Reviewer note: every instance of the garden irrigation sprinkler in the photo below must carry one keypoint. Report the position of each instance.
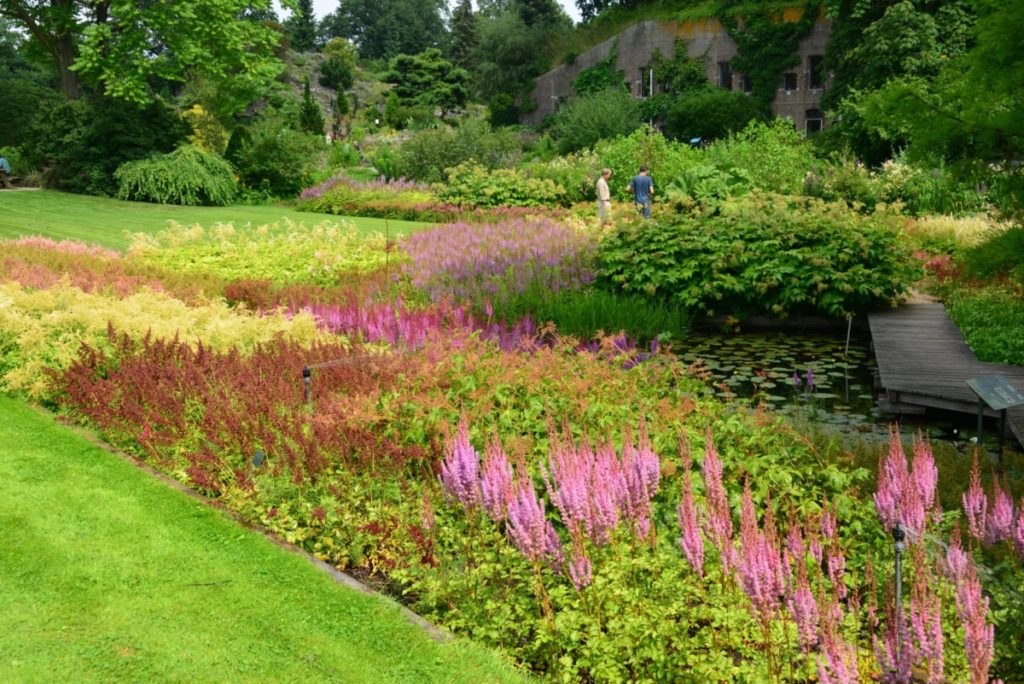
(899, 535)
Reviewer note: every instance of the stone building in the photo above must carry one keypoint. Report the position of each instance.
(800, 89)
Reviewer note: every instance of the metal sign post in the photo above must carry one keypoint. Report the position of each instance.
(997, 394)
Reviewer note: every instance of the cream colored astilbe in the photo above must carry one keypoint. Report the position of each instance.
(46, 329)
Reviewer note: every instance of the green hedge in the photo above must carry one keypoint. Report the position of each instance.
(763, 254)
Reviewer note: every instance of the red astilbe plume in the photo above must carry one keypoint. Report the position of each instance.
(759, 563)
(461, 469)
(976, 504)
(691, 539)
(719, 520)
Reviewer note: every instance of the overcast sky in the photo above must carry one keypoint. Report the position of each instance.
(323, 7)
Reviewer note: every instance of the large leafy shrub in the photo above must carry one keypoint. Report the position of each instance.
(763, 254)
(473, 185)
(78, 144)
(185, 176)
(586, 120)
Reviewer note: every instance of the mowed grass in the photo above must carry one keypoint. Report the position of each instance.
(109, 574)
(109, 222)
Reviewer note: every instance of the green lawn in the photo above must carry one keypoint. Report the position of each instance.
(105, 221)
(108, 574)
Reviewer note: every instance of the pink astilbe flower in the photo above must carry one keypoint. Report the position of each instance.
(759, 563)
(461, 469)
(691, 540)
(838, 659)
(580, 569)
(926, 624)
(719, 519)
(1019, 530)
(804, 608)
(999, 522)
(496, 481)
(976, 504)
(979, 634)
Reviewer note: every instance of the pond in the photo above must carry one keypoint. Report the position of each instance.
(772, 369)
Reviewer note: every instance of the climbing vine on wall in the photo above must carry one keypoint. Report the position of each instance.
(766, 44)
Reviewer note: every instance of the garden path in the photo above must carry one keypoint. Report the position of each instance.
(924, 361)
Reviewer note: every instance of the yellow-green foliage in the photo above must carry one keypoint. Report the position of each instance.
(283, 253)
(45, 329)
(963, 232)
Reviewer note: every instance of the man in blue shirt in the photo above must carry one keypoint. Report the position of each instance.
(642, 187)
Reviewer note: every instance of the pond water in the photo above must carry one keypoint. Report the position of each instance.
(772, 369)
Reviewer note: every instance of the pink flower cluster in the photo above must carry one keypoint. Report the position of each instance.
(906, 493)
(593, 490)
(480, 260)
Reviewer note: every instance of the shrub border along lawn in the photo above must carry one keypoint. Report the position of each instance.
(110, 574)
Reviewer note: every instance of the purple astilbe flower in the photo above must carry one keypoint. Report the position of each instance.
(527, 526)
(957, 561)
(691, 540)
(926, 623)
(719, 519)
(580, 569)
(999, 522)
(461, 469)
(803, 608)
(759, 563)
(838, 659)
(976, 505)
(496, 481)
(979, 634)
(1019, 530)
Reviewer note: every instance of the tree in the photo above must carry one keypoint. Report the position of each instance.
(310, 115)
(383, 29)
(428, 79)
(302, 27)
(125, 48)
(463, 35)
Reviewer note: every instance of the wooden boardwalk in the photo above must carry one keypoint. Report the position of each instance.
(924, 361)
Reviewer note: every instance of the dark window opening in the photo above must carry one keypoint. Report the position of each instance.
(814, 121)
(816, 72)
(725, 75)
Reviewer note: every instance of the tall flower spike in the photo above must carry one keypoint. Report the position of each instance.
(461, 469)
(691, 540)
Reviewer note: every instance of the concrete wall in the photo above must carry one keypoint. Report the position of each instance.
(706, 38)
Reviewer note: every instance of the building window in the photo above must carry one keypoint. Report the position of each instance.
(813, 121)
(815, 72)
(725, 75)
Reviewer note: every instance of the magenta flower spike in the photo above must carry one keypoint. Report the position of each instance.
(496, 481)
(461, 469)
(976, 505)
(691, 540)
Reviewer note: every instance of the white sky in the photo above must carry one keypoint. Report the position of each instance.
(323, 7)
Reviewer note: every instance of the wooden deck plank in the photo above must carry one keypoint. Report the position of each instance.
(924, 360)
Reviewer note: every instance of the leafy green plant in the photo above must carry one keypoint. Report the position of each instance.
(186, 176)
(763, 254)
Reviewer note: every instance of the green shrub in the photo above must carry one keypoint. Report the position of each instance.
(774, 155)
(186, 176)
(470, 184)
(763, 254)
(711, 114)
(587, 120)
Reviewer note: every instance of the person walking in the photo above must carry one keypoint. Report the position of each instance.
(604, 197)
(642, 186)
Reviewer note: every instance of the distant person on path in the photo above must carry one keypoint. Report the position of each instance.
(604, 197)
(642, 187)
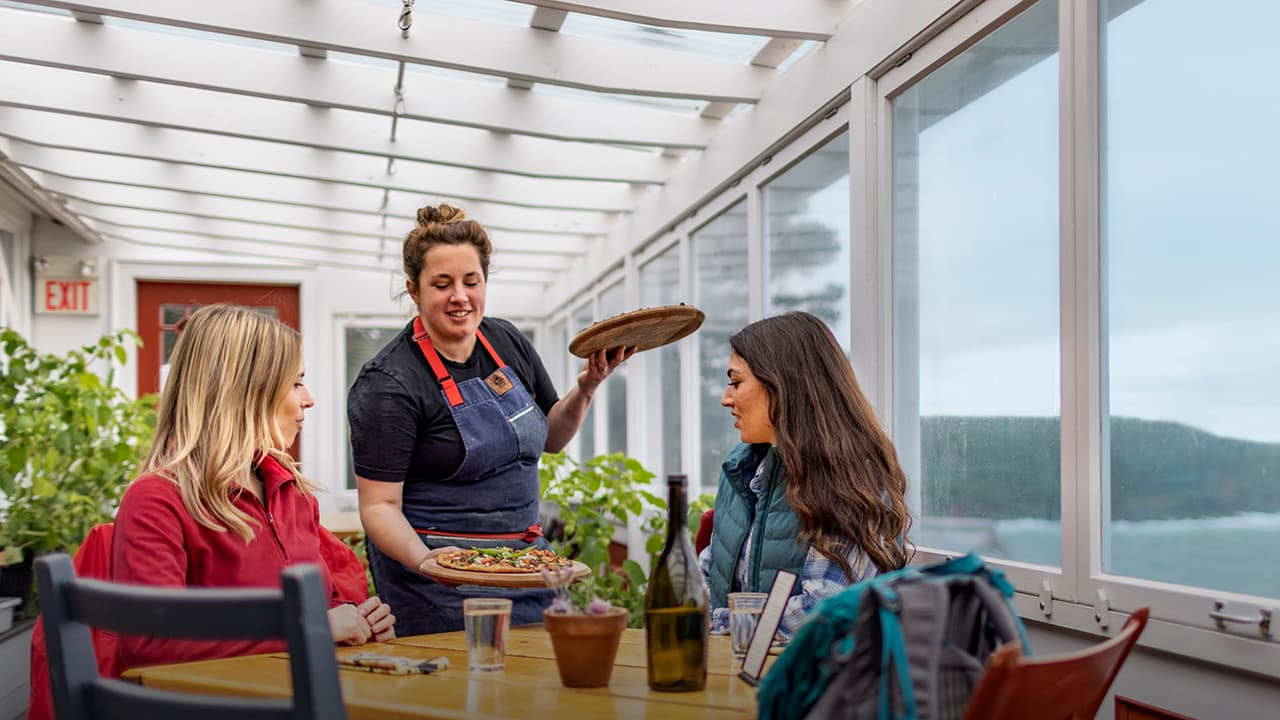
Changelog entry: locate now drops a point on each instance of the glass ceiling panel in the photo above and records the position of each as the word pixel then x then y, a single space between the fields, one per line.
pixel 671 104
pixel 718 45
pixel 489 10
pixel 202 35
pixel 36 8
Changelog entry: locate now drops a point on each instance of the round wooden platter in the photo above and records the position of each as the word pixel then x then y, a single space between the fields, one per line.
pixel 644 329
pixel 453 577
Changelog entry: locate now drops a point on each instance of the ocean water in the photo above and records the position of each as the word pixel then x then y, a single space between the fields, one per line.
pixel 1226 554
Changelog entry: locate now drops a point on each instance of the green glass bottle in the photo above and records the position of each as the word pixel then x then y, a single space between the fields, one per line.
pixel 675 605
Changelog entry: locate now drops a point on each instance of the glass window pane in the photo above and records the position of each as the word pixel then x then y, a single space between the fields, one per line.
pixel 659 285
pixel 586 433
pixel 807 238
pixel 721 291
pixel 1189 250
pixel 556 352
pixel 976 295
pixel 616 386
pixel 361 342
● ● ●
# What you have to do
Output the full material exactly as given, without its pictures.

# Response
Reviewer note: every instance of the garden irrigation sprinkler in the photo below must carry one keypoint. Report the position of each instance.
(899, 535)
Reviewer note: every instance of the stone building in the photo above must carry one keypoint. Report the position of each instance.
(800, 89)
Reviewer note: every instance of the metal sign post in the photo above must carry one keypoint. Report the position of each instance.
(997, 394)
Reviewer note: every instance of the cream colored astilbe in the photo above must carry one keypoint. Report the position of each instance.
(46, 329)
Reviewer note: every instance of the green hedge in the photo above must carry one keypoint. Report the position of each instance.
(763, 254)
Reviewer note: every instance of the red astilbe plume in the photo above must carry one keypoint. Report the position of each instance.
(759, 563)
(461, 469)
(976, 504)
(691, 539)
(719, 520)
Reviewer note: every instance of the overcast sky in the photo above must carry one keypoint. Report the position of each instance.
(323, 7)
Reviewer note: every instance of the large leafy shrub in the photo above must carry one keypoint. Report the position of each instance.
(763, 254)
(473, 185)
(78, 144)
(185, 176)
(586, 120)
Reviewer note: every instance of the mowed grass in the photo above must carry one keypoint. Report the position of each instance.
(109, 574)
(109, 222)
Reviewer note: every instance of the green lawn in the photo above must carry one keypoint. Report the position of each instance.
(105, 221)
(108, 574)
Reviewer note: every instance of the pink astilbe flower in the photo above must carry one keypoint. Report the position of each instance.
(759, 563)
(461, 469)
(691, 540)
(838, 659)
(580, 569)
(926, 624)
(719, 519)
(1019, 530)
(804, 608)
(999, 522)
(496, 481)
(976, 504)
(979, 634)
Reviewer note: every instance of the pond in the photo above must carry one keypoint. Report the position of each instance.
(772, 369)
Reviewer note: every instance of the climbing vine on wall in the photo above must carry one keypoint. Report the position of each instance.
(766, 44)
Reviewer note: every instance of the garden path in the photo above must carry one keypoint. Report the position of each instance.
(924, 361)
Reviewer note: every instance of the yellow-green foliage in the photo above must carry one keypoint. Report the position of each instance.
(283, 253)
(45, 329)
(963, 232)
Reviewer note: every instance of the man in blue shirt in the photo above must carry one keypoint. Report the position of each instance.
(642, 187)
Reviewer note: every instance of the pond water in the photo above must carry one keypoint. Report the position of each instance.
(772, 369)
Reviewer note: every instance of the pink flower cluster in the photo above must carry one keypoint. Report the position of each instance.
(906, 493)
(593, 490)
(480, 260)
Reviewer note: every instance of the shrub border along lawn in the photo above must carry one keypoint. Report the position of each instance.
(110, 574)
Reviewer note: every instance of the purple astilbe flower in the photo above must carry one keypoint. Report the position of each instance.
(527, 526)
(957, 561)
(691, 540)
(926, 623)
(719, 519)
(580, 569)
(999, 522)
(461, 469)
(803, 608)
(759, 563)
(838, 659)
(976, 505)
(496, 481)
(979, 634)
(1019, 530)
Reviewer note: every instance of the tree in the photo above must carry one keypoint. Report the position of each instance.
(310, 115)
(383, 29)
(428, 79)
(302, 27)
(125, 48)
(463, 35)
Reviewer note: every instance of the wooden boardwalk in the photo above must carry one keypoint. Report the position of each instance.
(924, 361)
Reviewer note: every instance of the dark window opening in the photo above must carry one keypoint. Report the position of each instance.
(814, 121)
(816, 72)
(725, 75)
Reviewer note: every instance of the tall flower spike in the photo above must carry one keypoint. Report the position of each instance.
(461, 469)
(691, 540)
Reviewer note: every instance of the concrete wall in the photo above must carry one keypoint. Report the position of each instance.
(706, 38)
Reviewer note: every instance of the building window in the photo above must carry one keypoint. Report the position of each instance.
(813, 121)
(815, 72)
(725, 75)
Reviewer note: every instance of the magenta flower spike in the photo above must carry one keypoint. Report the position of each instance.
(496, 481)
(461, 469)
(976, 505)
(691, 540)
Reviewer note: every instance of the white sky in the photo above must carry one keypoint. Report the position of each instance.
(323, 7)
Reviewer note: every instance of the wooden deck plank in the photo above must carry one keypoint. Report the position of each instance.
(924, 360)
Reviewer note: every instance of the leafy green plant in the photo above must carry one keypoint. Report the position of each instance.
(186, 176)
(763, 254)
Reviewer note: every instance of the green shrub in the photo above must carry one keypoint. Report the position of each instance.
(774, 155)
(186, 176)
(470, 184)
(763, 254)
(711, 114)
(587, 120)
Reviewer note: every instance of the person walking in the photo above must carry one keypoint. Report the position of each instance.
(604, 197)
(642, 186)
Reviewer note: every instance of the distant person on path in the photo above must carry one keypoint. Report the position of each instance.
(604, 197)
(642, 187)
Changelog entry: locate now drops a point on each instance of the glass ceiling panel in the photo above and records the position of each as the word pixel then x then y, a single space between the fields, one per line.
pixel 671 104
pixel 718 45
pixel 489 10
pixel 202 35
pixel 36 8
Changelog entry: locate now drops a point on each instance of the round wooden platter in the photo above and records the position of each as the word pixel then x then y, a single space between the fields, one per line.
pixel 644 329
pixel 453 577
Changelog entry: locate now drops a point on each instance of the ocean water in the photo above and records the position of each as the word pixel then x then y, a single space between the fields, one per line.
pixel 1226 554
Changelog entry: locate now drops a point on each instance of the green glass bottle in the photo above and records the position of each as the word pixel then x then y, a single space between the fields, one per line.
pixel 675 605
Changelog entry: locate now drops a point on each instance of the glass window pane in the photo above and records the position of each as the word pixel then x then y, a single space between the fields, one per line.
pixel 659 285
pixel 586 433
pixel 807 238
pixel 721 291
pixel 1189 250
pixel 556 352
pixel 976 295
pixel 616 386
pixel 361 342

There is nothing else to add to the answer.